***** Excerpted text *****

The ANOVA test applies when the independent variable is categorical, and the dependent variable is continuous and independent within groups. Independence means the observations are from a random sample, or from an experiment using random assignment. Each group's size should be less than 10% of its population size. The groups must also be independent of each other (non-paired, and non-repeated measures). Additionally, there are three assumptions related to the distribution of the dependent variable. If any assumption fails, either try the work-around or revert to the nonparametric Kruskal-Wallis test (Chapter \@ref(kw)).

1. **No outliers**. There should be no significant outliers in the groups. Outliers exert a large influence on the mean and variance. Test with a box plot or residuals vs predicted plot. Work-arounds are dropping the outliers or transforming the dependent variable.
2. **Normality**.  The dependent variable should be nearly normally distributed. ANOVA is robust to this condition, but it important with small sample sizes. Test with the Q-Q plots or the Shapiro-Wilk test for normality. Work-around is transforming the dependent variable.
3. **Equal Variances**. The group variances should be roughly equal. This condition is especially important with differing sample sizes. Test with a box plot, residuals vs predicted plot, rule of thumb (see case study in Chapter \@ref(groupdiffscs3)), or one of the formal [homogeneity of variance](http://www.cookbook-r.com/Statistical_analysis/Homogeneity_of_variance/) tests such as Bartlett and Levene (be careful here because the formal tests can be overly sensitive, esp. Bartlett). Work-around is the Games-Howell post hoc test instead of the Tukey post hoc test.

**Post Hoc Tests**

If the ANOVA procedure rejects the null hypothesis, use a post hoc procedure to determine which groups differ. The Tukey test is the most common. The test compares the differences in means to Tukey's $w$, $w = q_\alpha(p, df_{Err}) \cdot s_\bar{Y}$ where $q_\alpha(p, df_{Err})$ is a lookup table value, and $s_\bar{Y} = \sqrt{MSE/r}$ and $r$ is the number of comparisons. Any difference in group means greater than Tukey's $w$ is statistically significant. The Tukey test is only valid with equal sample sizes. Otherwise, the Tukey–Cramer method calculates the standard deviation for each pairwise comparison separately.

***** Dataset section *****

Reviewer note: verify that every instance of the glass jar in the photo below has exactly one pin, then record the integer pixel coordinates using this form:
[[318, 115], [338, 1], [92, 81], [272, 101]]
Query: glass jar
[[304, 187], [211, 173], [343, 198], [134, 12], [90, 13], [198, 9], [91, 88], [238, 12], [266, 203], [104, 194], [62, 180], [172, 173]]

*****

Brief 1 |
Rewrite the paragraph of the ANOVA excerpt that begins "The ANOVA test applies when" as a short list that keeps its main facts.
Brief 2 |
In the ANOVA excerpt, switch "ANOVA test" to "analysis of variance test". Then give the part that opens with the words containing "The ANOVA test" and closes with "or transforming the dependent variable.".
Brief 3 |
Pick up the ANOVA excerpt after its last sentence and continue it.

Exercise response 1 |
- ANOVA applies when the independent variable is categorical and the dependent variable is continuous and independent within groups.
- Independence means the observations come from a random sample or from an experiment with random assignment.
- Each group should be less than 10% of its population size.
- The groups must be independent of each other (non-paired, non-repeated measures).
- Three further assumptions concern the distribution of the dependent variable.
- If an assumption fails, use the work-around or switch to the nonparametric Kruskal-Wallis test.

Exercise response 2 |
The analysis of variance test applies when the independent variable is categorical, and the dependent variable is continuous and independent within groups. Independence means the observations are from a random sample, or from an experiment using random assignment. Each group's size should be less than 10% of its population size. The groups must also be independent of each other (non-paired, and non-repeated measures). Additionally, there are three assumptions related to the distribution of the dependent variable. If any assumption fails, either try the work-around or revert to the nonparametric Kruskal-Wallis test (Chapter \@ref(kw)).

1. **No outliers**. There should be no significant outliers in the groups. Outliers exert a large influence on the mean and variance. Test with a box plot or residuals vs predicted plot. Work-arounds are dropping the outliers or transforming the dependent variable.

Exercise response 3 |
There are other post hoc tests. **Fisher’s Protected Least Significant Difference** (LSD) test is an older approach and less commonly used today. The **Bonferroni** and **Scheffe** methods are used for general tests of contrasts, including combinations of groups. The Bonferroni method is better when the number of contrasts is about the same as the number of factor levels. The Scheffe method is better for testing all possible contrasts. **Dunnett’s mean comparison** method is appropriate for comparisons of treatment levels against a control. 

**ANOVA and OLS**

ANOVA is related to linear regression. The regression model intercept is the overall mean and the coefficient estimators indirectly indicate the group means. The analysis of variance table in a regression model shows how much of the overall variance is explained by those coefficient estimators. It's the same thing.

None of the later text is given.